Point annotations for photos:
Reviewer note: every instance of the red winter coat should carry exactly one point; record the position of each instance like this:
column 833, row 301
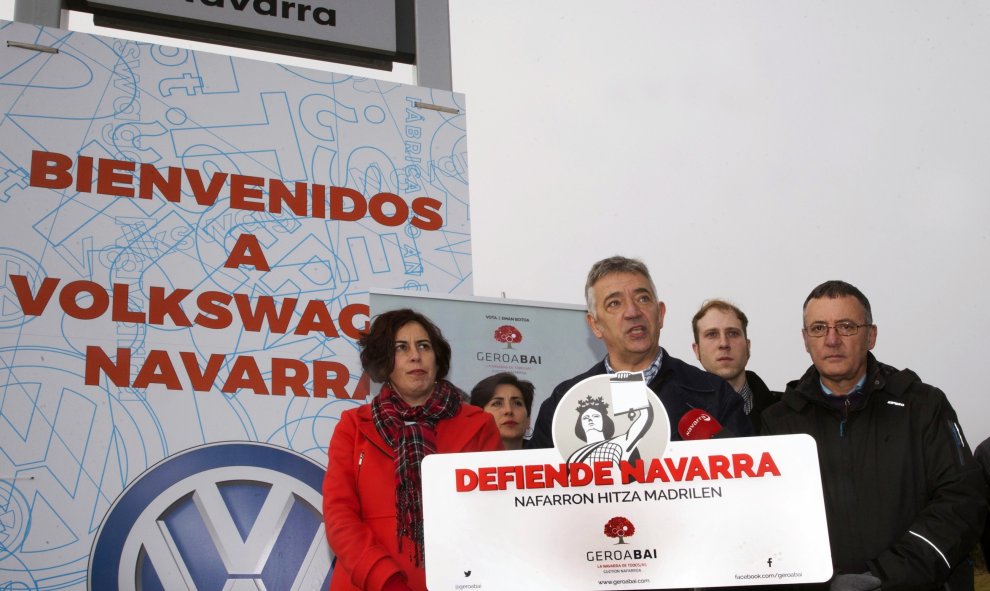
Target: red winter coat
column 359, row 495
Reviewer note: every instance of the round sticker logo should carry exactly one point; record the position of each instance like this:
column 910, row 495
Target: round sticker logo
column 610, row 418
column 220, row 516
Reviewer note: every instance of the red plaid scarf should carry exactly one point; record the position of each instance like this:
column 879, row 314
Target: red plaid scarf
column 411, row 432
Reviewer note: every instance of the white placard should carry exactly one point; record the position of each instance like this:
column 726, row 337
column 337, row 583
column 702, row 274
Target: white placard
column 723, row 512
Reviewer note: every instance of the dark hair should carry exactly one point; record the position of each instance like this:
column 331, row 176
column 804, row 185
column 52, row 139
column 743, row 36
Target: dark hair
column 718, row 305
column 378, row 344
column 835, row 288
column 614, row 264
column 483, row 391
column 608, row 425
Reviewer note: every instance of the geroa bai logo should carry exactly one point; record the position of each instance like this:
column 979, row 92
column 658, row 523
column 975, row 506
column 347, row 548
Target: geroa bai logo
column 619, row 527
column 219, row 516
column 507, row 334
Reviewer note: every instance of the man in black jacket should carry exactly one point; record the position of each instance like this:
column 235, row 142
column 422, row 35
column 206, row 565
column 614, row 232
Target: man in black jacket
column 625, row 313
column 904, row 499
column 722, row 345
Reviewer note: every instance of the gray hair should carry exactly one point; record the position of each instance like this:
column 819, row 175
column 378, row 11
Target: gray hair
column 613, row 264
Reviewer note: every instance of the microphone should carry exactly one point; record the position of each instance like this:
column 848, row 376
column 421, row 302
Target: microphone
column 697, row 424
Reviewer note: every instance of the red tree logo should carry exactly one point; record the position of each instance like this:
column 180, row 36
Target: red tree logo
column 619, row 527
column 508, row 334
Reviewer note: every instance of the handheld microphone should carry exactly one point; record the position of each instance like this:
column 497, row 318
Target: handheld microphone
column 697, row 424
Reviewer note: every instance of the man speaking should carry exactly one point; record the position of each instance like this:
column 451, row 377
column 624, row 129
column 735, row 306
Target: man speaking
column 625, row 313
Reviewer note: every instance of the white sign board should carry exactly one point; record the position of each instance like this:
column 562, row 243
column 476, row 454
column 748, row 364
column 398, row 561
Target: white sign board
column 366, row 24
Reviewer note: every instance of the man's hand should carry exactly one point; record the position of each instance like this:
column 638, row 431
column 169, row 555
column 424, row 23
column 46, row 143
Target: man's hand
column 863, row 582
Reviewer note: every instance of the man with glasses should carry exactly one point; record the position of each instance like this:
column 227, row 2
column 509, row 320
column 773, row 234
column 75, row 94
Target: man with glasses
column 626, row 314
column 904, row 499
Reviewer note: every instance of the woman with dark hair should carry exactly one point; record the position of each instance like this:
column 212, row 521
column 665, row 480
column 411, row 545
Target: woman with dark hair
column 372, row 493
column 509, row 400
column 597, row 428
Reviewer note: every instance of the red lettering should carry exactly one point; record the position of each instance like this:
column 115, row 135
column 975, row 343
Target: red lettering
column 110, row 181
column 245, row 188
column 428, row 210
column 121, row 312
column 245, row 374
column 657, row 472
column 213, row 312
column 632, row 472
column 676, row 470
column 157, row 369
column 84, row 174
column 289, row 374
column 161, row 305
column 69, row 300
column 202, row 381
column 151, row 179
column 50, row 170
column 33, row 305
column 264, row 310
column 347, row 317
column 378, row 213
column 718, row 467
column 358, row 205
column 767, row 465
column 316, row 317
column 322, row 383
column 279, row 194
column 486, row 479
column 534, row 477
column 603, row 473
column 581, row 474
column 467, row 480
column 742, row 465
column 205, row 196
column 247, row 251
column 97, row 362
column 696, row 470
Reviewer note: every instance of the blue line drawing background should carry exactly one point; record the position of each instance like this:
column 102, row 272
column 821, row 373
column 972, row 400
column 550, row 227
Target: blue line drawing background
column 66, row 449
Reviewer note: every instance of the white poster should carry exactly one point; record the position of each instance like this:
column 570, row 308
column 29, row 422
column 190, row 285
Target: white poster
column 188, row 241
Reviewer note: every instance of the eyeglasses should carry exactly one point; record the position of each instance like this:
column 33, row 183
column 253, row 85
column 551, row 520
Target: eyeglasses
column 845, row 329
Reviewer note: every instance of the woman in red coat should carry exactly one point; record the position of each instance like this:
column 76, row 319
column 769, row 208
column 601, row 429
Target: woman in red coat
column 372, row 495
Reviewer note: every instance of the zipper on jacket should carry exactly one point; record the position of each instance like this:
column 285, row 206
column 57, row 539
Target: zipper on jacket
column 845, row 417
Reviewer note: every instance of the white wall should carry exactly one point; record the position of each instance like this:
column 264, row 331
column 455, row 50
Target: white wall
column 747, row 150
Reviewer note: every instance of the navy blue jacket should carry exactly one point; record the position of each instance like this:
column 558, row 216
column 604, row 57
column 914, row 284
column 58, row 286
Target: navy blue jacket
column 679, row 386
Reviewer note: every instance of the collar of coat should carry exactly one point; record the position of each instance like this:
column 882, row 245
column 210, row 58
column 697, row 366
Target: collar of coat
column 882, row 380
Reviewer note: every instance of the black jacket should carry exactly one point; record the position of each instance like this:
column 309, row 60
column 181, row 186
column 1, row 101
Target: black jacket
column 679, row 386
column 982, row 455
column 903, row 496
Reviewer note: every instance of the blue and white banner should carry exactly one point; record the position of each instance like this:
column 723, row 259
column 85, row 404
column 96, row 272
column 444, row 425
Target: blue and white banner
column 188, row 241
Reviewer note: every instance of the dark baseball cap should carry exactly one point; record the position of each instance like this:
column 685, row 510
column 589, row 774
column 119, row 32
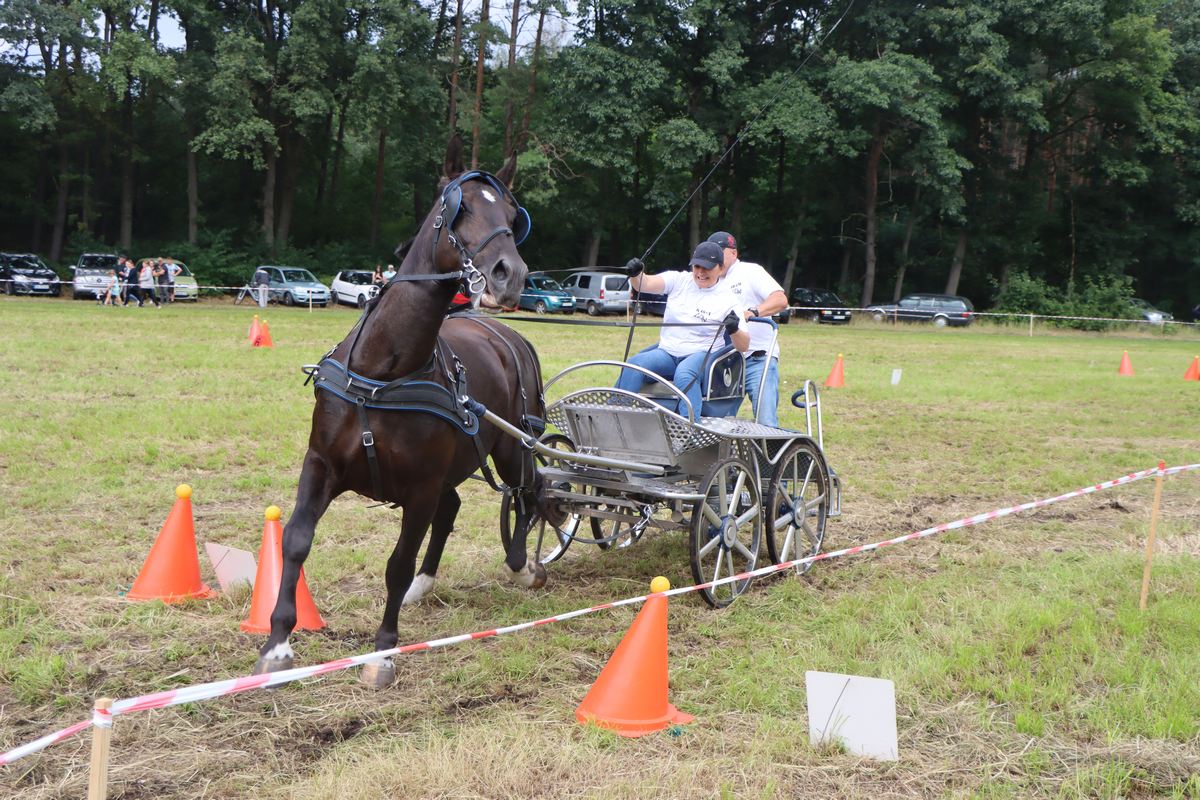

Exercise:
Find every line above that contains the string "geroa" and copy each one.

Response:
Reviewer note: every instance of the geroa bai logo should carry exactly one point; record the position of each instance like this:
Target: geroa bai logo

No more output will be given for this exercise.